* Testo:
════════════════

Per decenni ha fatto credere ai genitori che loro figlio – ucciso e fatto scomparire dalla mafia – fosse vivo, malato e in fuga per salvarsi dalla vendetta di Cosa Nostra. Così, Francesco Simone, 44 anni di Basicò, nel Messinese, ha truffato una coppia di anziani, estorcendogli almeno 200 mila euro e riducendoli sul lastrico. Arrestato dai carabinieri del comando provinciale di Messina, è accusato di truffa aggravata.

Il denaro estorto – L’indagine, coordinata dalla Procura di Barcellona Pozzo di Gotto, è nata grazie alle dichiarazioni dell’ex fidanzata dell’arrestato. La donna ha infatti raccontato ai carabinieri che per oltre 10 anni l’ex compagno, Francesco Simone, aveva avuto contatti quotidiani con i genitori di Domenico Pelleriti, il ragazzo scomparso nel 1993. Da allora, l’uomo ha abusato della fiducia dei due anziani, preoccupati per l’incolumità del figlio di cui si erano perse le tracce. Nell’arco di soli 15 giorni, le indagini hanno permesso di accertare ben 11 consegne di denaro – di 50 o 100 euro ciascuna – prelevato dai pochi guadagni dei genitori ottantenni di Pelleriti e da quelli della zia 86enne, tutti e tre titolari di una pensione da bracciante agricolo. I due anziani, da anni in situazione economica drammatica, sono stati spogliati di ogni bene e denaro, tanto da essere costretti a vendere un immobile e fare debiti. E nella ricerca di soldi sono arrivati addirittura a considerare l’idea di rubare i risparmi della nipote.

════════════════

* Elenco estratto:

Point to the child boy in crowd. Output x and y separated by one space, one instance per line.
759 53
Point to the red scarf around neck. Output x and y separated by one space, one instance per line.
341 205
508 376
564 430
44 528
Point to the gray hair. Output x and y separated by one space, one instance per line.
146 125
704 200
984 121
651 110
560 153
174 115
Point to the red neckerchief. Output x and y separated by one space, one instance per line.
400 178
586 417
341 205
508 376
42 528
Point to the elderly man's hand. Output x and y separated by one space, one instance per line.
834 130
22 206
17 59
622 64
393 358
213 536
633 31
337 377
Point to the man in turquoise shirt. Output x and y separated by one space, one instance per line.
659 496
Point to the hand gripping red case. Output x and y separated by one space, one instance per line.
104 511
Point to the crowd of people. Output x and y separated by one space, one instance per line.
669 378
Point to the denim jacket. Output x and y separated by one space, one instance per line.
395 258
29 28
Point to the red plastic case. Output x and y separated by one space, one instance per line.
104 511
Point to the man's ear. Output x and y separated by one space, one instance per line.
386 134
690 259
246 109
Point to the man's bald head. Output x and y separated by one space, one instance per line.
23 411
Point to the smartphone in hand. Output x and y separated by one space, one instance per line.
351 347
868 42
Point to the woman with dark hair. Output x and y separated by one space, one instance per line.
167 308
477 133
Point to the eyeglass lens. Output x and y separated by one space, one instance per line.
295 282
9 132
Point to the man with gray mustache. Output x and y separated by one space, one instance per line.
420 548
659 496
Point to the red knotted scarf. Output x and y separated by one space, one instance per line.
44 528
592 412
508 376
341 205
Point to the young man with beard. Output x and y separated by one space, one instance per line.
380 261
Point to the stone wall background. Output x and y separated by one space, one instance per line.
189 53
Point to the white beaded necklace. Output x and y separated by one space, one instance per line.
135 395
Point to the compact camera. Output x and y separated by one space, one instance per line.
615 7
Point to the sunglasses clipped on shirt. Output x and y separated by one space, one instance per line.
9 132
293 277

════════════════

* Esercizio 1: Secondo il testo sulla truffa ai genitori di Domenico Pelleriti, da che cosa è partita l'indagine? Rispondi in una o due frasi.
* Esercizio 2: Riprendi il testo sulla truffa ai genitori di Domenico Pelleriti e portalo avanti dopo l'ultima frase.

* Risposta attesa 1: L'indagine è partita dalle dichiarazioni dell'ex fidanzata di Francesco Simone. La donna ha raccontato ai carabinieri che per oltre 10 anni lui aveva avuto contatti ogni giorno con i genitori di Domenico Pelleriti.

* Risposta attesa 2:
Torture psicologiche – Per estorcere loro del denaro, Simone ha fatto credere ai genitori che il figlio si fosse trasferito al nord, che era gravemente malato e bisognoso di denaro per cure e medicine. Camuffando la voce, fingeva di essere il figlio al telefono, andando poi a prelevare il denaro personalmente nella casa dei due anziani. A volte, per paura di finire sotto inchiesta, si faceva lasciare le somme nella cassette della posta di una casa cantoniera. I genitori, temendo che l’interruzione del rapporto con lui avrebbe causato l’interruzione del rapporto con il figlio, hanno continuato per anni a sottostare alle sue richieste. Una storia di vera e propria tortura psicologica in cui, secondo gli inquirenti, l’arrestato ha fatto vivere per anni i due anziani in un clima di paura, intimidazione e sofferenza.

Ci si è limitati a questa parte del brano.